Below are some records; give them all again exactly, but not the pictures.

● RECORDS PROVIDED
⟨

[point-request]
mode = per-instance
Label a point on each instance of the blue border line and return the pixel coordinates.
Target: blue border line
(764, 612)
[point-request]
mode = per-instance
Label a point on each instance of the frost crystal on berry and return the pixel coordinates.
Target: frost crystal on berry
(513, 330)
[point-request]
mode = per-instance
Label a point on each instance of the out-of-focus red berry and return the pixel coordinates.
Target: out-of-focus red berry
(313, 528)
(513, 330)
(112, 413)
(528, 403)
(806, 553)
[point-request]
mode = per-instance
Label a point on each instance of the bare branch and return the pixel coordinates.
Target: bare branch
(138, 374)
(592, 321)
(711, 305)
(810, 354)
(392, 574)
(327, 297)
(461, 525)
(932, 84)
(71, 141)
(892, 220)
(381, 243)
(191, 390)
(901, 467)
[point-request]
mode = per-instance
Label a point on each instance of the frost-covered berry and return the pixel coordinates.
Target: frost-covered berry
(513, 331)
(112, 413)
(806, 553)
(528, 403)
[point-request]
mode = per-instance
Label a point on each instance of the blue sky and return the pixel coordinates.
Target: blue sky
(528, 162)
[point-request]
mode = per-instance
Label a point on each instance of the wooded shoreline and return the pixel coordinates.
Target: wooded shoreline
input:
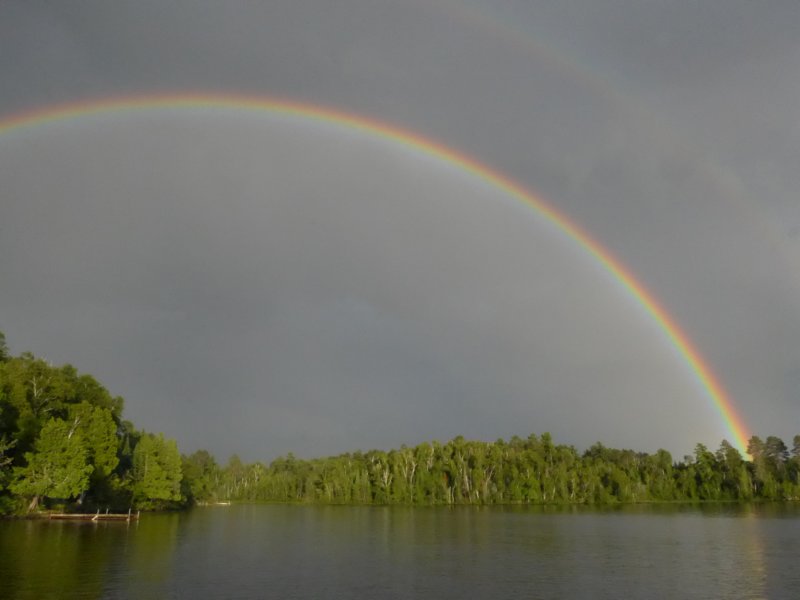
(64, 443)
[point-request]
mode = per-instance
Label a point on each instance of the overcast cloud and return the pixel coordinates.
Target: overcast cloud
(261, 284)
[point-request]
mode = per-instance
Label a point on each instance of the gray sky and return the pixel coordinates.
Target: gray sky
(261, 284)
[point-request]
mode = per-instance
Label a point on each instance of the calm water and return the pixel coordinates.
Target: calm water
(265, 551)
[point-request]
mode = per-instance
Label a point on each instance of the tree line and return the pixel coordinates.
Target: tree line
(63, 441)
(534, 470)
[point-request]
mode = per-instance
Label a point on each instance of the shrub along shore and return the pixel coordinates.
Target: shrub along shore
(65, 445)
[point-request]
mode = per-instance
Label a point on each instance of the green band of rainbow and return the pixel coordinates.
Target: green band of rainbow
(710, 383)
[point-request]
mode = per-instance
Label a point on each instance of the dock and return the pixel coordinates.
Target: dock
(98, 516)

⟩

● FINAL RESULT
[point-request]
mode = per-instance
Label a point on each instance of the blue border line and return the pixel coordinates.
Target: blue border line
(764, 612)
[point-request]
mode = per-instance
Label a point on each instance of the frost crystal on berry and return the pixel coordinates.
Target: frost crystal on berry
(513, 330)
[point-request]
mode = per-instance
Label a point on each instance of the out-of-focus red berry and return the pixel coordinates.
Target: out-of-focus red berry
(313, 528)
(513, 330)
(112, 413)
(528, 403)
(806, 553)
[point-request]
mode = per-instance
Label a point on each instance of the bare branch and return the pixel coordinates.
Target: bare branch
(138, 374)
(592, 321)
(711, 305)
(810, 354)
(392, 574)
(327, 297)
(461, 525)
(932, 84)
(71, 141)
(892, 220)
(381, 243)
(191, 390)
(901, 467)
[point-request]
mode = per-instance
Label a point on each instance of the frost-covered berry and return the pixel coordinates.
Target: frost-covered berry
(513, 331)
(112, 413)
(806, 553)
(528, 403)
[point-request]
mode = per-instance
Label a point on each instance of the blue sky and return the pixel coordinates.
Target: blue sky
(528, 162)
[point-request]
mode = per-instance
Label a point on each instance of the wooded shoreline and return the pixel coordinates.
Target: wooded shoreline
input:
(64, 443)
[point-request]
mode = per-instance
Label a point on each instance of the overcast cloud and return the pixel coordinates.
Target: overcast cloud
(261, 284)
[point-request]
mode = per-instance
Label a point on each instance of the gray sky and return the pixel coordinates.
Target: gray sky
(261, 284)
[point-request]
mode = per-instance
Label a point on each instance of the calm water and return the pixel coordinates.
Target: calm water
(265, 551)
[point-request]
mode = per-instance
Label a point on each instance of the tree line and return the pixel coordinates.
Target: tree line
(63, 441)
(534, 470)
[point-request]
mode = per-instance
Label a point on each instance of the shrub along shore and return the pixel coordinates.
Target: shrub along shore
(65, 445)
[point-request]
mode = per-instance
Label a point on each instance of the green band of rainbow and return the pixel coordinates.
Target: green band of rainbow
(710, 383)
[point-request]
mode = per-instance
Label a point on each instance of the dock and return the pixel coordinates.
Target: dock
(98, 516)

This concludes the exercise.